-- WHAT THE TASK REQUIRES --
Write the entries out in full, matching them exactly.
[GIVEN INFORMATION — start]
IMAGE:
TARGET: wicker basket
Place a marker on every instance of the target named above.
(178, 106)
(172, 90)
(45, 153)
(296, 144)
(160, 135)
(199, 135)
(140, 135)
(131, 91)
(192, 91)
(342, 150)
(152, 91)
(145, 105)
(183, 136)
[GIVEN INFORMATION — finish]
-- THE ANSWER --
IMAGE:
TARGET: wicker basket
Place a marker on every instance of the target named above.
(178, 106)
(172, 90)
(45, 153)
(296, 144)
(160, 135)
(199, 135)
(140, 135)
(131, 91)
(192, 91)
(342, 150)
(152, 91)
(145, 105)
(183, 136)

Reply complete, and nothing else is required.